TASKS TO PERFORM:
- 1) Copy the passage of the book review starting with "We acknowledge that" and going on through "Ingrid Koenig, editors.", word for word.
- 2) Answer these questions using the book review.
(a) Who wrote the review?
(b) What old German term does the book's title roughly translate?
(c) Which university did the artists in the project come from?

EXTRACT PROVIDED:
We acknowledge that we live and work on unceded Indigenous territories and we thank the Musqueam, Squamish and Tsleil-Waututh Nations for their hospitality.

Review

Cover: Leaning Out of Windows: An Art and Physics Collaboration

Leaning Out of Windows: An Art and Physics Collaboration

By Randy Lee Cutler and Ingrid Koenig, editors.

Review By Robert Brain

April 9, 2024

This book documents components of a six-year SSHRC (Social Sciences and Humanities Research Council) funded collaborative research project undertaken by physicists and artists, the former from TRIUMF, Canada’s particle accelerator centre located at the University of British Columbia in Vancouver, the latter from Emily Carr University.  The title, “Leaning Out of Windows,” which roughly translates an old German term for interdisciplinarity, “aus dem Fenster lehnen,” signals the creative process in “hybrid research” sought by the collaborators. The aim was not to make artists into scientists, nor vice-versa, but to “lean out of windows into each other’s worlds of practice” in the quest for “new and emergent understanding”.   Six years of collaboration, or more precisely, of experimentation with forms and processes of collaboration, are documented here, showing how artists and scientists learned each other’s languages and the constructs through which each go about their own particular ways of world-making.  The result is a magnificently illustrated feast of artworks, writings, and artifacts brought together in a hybrid book genre that is part exhibition catalogue, part assemblage of texts in critical theory or philosophy, and part accessibly written experimental scientific paper.   Together engaging specific thematic ideas such as anti-matter, emergence, and in/visible forces, the art/science collaborators pursued unique protocols of collaboration, finding that what emerged–artworks in a variety of media, texts and inquiries into the analogies, metaphors, and theories—varied greatly with each theme of engagement.  Both scientists and artists operate in their own sophisticated visual cultures, but they seldom confront one another so directly as in this project: many of the artworks, installations, and artifacts that resulted from this collision have stunning depth and fascination.

STORED DATA:

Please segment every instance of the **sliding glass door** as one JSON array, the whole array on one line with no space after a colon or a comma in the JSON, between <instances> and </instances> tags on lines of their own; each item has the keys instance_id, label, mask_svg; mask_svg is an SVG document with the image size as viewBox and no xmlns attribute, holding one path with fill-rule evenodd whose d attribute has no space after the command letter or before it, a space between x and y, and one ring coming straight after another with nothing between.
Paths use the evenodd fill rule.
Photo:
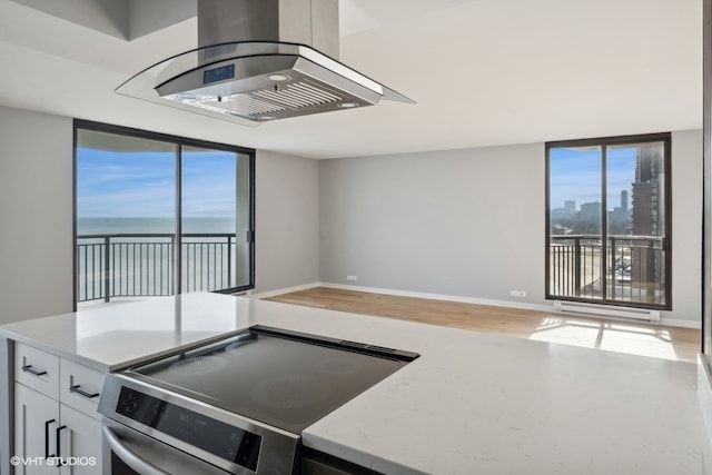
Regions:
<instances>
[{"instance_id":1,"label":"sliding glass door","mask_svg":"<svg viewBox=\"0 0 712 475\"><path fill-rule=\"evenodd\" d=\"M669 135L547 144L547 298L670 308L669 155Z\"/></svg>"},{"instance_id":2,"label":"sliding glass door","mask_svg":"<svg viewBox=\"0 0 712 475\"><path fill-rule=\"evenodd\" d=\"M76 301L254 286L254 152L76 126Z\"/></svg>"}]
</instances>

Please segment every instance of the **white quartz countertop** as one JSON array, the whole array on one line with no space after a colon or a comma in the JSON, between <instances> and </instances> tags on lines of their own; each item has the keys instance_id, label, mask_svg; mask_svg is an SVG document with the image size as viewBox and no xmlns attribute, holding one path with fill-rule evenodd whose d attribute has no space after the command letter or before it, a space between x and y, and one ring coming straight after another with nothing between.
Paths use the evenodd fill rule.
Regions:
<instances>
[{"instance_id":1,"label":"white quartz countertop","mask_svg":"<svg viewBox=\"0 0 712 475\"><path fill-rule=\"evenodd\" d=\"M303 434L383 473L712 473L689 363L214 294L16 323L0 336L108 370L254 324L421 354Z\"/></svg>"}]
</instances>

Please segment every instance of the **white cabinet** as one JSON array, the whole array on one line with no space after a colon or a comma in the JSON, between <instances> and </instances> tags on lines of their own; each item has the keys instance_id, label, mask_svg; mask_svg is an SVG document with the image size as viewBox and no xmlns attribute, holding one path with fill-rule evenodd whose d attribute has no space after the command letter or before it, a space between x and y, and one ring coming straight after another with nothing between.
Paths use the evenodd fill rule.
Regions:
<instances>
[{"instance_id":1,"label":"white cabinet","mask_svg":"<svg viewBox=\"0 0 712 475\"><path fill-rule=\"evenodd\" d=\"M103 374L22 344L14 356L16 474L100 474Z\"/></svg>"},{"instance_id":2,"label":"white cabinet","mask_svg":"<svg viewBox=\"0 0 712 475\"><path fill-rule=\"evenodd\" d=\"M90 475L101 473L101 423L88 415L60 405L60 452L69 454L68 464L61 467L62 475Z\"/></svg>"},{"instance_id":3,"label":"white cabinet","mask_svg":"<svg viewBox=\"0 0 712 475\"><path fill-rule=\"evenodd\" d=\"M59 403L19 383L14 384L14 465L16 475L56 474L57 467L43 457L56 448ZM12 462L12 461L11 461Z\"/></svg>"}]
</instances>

---

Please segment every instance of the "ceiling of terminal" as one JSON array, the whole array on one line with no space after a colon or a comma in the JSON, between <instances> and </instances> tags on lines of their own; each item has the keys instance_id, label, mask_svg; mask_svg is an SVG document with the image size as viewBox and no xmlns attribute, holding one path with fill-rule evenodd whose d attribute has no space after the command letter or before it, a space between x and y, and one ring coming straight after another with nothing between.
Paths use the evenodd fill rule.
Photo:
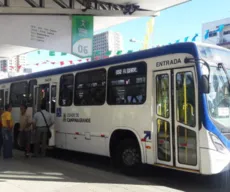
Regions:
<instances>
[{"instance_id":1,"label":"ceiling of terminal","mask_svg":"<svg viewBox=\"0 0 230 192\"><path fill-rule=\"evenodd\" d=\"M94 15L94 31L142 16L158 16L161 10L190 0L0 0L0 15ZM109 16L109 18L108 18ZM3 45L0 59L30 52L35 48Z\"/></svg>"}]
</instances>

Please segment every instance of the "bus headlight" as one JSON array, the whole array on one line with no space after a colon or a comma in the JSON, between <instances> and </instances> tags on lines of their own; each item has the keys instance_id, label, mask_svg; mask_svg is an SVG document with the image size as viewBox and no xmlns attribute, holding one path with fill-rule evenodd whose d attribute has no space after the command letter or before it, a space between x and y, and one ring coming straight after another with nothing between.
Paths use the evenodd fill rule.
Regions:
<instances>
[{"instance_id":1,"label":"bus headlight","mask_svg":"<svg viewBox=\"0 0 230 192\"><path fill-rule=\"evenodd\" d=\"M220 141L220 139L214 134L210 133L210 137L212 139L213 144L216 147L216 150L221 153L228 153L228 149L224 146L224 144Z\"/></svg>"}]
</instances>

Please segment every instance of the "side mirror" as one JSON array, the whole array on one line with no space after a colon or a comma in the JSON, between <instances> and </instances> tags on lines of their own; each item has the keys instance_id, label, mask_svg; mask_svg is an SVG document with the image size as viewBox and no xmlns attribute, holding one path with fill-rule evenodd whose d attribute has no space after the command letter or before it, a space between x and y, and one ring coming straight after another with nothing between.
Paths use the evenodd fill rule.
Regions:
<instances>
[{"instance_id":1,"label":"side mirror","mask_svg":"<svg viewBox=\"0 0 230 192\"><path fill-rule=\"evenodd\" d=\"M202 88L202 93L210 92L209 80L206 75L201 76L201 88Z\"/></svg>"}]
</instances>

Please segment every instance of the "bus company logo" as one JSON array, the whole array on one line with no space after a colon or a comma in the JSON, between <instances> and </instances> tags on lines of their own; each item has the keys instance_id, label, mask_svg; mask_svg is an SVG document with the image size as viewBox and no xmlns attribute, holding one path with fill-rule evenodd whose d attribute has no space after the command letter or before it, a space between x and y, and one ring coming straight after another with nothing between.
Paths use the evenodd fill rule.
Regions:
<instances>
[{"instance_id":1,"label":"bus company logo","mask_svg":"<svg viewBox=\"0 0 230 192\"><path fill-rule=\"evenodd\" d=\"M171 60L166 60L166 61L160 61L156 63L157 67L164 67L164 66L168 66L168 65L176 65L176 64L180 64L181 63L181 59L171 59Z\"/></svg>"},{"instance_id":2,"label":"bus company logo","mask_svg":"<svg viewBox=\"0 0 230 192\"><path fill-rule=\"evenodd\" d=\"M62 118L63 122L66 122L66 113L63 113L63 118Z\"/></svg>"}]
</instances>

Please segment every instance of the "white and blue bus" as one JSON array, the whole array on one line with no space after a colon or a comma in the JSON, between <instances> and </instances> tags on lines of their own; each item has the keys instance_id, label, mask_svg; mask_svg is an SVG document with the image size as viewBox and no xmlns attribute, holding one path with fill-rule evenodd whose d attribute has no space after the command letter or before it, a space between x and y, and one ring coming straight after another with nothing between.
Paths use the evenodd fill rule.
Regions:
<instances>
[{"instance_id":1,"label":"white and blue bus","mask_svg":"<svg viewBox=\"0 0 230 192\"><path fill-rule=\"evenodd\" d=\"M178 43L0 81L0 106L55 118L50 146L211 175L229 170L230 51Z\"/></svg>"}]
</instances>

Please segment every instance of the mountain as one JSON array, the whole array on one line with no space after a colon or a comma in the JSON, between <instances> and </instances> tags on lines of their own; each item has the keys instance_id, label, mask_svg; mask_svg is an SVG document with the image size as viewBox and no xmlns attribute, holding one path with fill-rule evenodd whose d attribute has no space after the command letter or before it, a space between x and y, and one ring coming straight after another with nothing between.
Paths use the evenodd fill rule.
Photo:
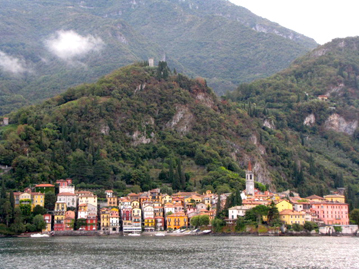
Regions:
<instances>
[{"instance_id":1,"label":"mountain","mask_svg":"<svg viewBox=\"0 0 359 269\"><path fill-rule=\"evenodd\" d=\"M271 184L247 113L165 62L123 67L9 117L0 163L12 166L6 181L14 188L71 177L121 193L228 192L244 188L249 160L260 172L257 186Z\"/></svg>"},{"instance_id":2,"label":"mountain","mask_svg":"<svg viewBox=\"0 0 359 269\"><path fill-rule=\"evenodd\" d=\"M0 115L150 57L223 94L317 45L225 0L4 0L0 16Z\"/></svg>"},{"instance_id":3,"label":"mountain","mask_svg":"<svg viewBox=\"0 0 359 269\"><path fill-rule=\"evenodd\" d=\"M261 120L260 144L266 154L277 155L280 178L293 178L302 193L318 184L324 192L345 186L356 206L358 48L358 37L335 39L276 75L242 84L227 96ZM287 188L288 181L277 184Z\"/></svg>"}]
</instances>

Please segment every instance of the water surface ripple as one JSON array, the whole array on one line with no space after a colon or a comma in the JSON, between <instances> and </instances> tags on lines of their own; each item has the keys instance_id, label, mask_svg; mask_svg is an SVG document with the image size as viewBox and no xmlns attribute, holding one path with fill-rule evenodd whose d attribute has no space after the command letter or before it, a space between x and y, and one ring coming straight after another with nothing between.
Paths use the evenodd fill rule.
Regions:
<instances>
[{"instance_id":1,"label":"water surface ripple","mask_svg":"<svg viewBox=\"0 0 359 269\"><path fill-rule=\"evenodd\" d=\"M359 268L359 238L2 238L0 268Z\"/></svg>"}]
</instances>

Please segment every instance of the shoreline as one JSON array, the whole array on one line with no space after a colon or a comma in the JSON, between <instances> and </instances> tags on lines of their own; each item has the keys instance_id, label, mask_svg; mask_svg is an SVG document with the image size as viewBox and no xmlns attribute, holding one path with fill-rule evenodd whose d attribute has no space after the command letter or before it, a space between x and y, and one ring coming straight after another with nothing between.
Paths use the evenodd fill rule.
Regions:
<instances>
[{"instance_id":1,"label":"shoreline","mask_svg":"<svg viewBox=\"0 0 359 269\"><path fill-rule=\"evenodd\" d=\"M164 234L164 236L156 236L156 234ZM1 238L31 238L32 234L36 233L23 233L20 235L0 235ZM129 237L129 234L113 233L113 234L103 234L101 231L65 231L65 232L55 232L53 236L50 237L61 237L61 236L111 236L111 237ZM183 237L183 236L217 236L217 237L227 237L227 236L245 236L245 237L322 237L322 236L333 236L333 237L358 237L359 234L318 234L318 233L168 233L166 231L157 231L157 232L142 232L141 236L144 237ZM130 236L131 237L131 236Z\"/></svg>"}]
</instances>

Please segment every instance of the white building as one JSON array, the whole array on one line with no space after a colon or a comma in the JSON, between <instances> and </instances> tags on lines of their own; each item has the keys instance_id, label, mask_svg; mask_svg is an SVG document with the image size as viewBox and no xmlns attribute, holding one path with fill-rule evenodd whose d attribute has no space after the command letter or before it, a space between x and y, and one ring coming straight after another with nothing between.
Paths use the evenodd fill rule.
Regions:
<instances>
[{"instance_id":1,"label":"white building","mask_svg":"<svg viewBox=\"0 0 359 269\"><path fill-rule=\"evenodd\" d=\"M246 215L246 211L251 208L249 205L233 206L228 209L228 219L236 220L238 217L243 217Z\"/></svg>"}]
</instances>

==

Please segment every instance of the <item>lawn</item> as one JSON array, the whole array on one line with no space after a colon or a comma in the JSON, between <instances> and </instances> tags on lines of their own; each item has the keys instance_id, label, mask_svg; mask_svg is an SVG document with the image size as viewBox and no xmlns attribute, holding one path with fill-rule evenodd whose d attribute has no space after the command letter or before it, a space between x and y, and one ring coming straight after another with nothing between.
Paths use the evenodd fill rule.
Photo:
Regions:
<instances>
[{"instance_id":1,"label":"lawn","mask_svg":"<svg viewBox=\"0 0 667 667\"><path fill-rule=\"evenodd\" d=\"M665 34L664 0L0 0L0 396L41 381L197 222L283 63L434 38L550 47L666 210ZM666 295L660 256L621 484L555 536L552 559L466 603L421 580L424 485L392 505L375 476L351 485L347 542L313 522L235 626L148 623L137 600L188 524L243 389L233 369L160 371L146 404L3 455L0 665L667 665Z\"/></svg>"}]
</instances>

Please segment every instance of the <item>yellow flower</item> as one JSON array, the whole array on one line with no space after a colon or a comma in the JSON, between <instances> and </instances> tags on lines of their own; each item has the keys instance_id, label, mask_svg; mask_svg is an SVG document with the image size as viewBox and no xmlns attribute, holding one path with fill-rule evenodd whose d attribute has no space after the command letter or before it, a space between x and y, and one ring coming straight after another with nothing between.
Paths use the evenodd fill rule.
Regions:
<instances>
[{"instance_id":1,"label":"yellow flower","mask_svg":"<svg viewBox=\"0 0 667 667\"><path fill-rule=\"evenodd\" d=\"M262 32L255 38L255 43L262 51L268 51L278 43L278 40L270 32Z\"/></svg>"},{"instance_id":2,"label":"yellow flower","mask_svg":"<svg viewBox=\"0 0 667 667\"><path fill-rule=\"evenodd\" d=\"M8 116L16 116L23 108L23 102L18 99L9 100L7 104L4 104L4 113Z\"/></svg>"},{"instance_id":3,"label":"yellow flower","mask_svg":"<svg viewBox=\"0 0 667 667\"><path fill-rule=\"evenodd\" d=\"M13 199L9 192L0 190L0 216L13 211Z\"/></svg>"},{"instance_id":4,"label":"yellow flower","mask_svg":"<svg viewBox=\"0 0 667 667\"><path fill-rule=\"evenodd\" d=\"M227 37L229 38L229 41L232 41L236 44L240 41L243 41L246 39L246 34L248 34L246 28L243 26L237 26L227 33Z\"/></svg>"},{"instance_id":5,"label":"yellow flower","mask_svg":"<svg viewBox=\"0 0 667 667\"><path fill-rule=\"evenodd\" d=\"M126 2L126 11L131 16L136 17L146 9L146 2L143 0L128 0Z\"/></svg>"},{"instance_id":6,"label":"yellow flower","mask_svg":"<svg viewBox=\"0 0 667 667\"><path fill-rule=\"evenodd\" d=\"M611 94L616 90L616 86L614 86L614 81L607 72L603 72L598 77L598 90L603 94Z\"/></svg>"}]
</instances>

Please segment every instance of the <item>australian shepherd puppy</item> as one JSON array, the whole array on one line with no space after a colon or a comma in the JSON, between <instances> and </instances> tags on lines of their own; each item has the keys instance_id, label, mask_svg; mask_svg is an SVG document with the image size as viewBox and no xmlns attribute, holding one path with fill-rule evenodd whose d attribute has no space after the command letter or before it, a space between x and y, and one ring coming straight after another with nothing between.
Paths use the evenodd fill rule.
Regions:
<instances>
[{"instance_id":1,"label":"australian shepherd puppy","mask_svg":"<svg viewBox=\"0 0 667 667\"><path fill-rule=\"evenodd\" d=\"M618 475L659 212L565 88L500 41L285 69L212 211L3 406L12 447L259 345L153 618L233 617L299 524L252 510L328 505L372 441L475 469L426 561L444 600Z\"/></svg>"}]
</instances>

TASK RESULTS:
- 1)
We acknowledge that we live and work on unceded Indigenous territories and we thank the Musqueam, Squamish and Tsleil-Waututh Nations for their hospitality.

Review

Cover: Leaning Out of Windows: An Art and Physics Collaboration

Leaning Out of Windows: An Art and Physics Collaboration

By Randy Lee Cutler and Ingrid Koenig, editors.

- 2)
(a) Robert Brain
(b) "aus dem Fenster lehnen"
(c) Emily Carr University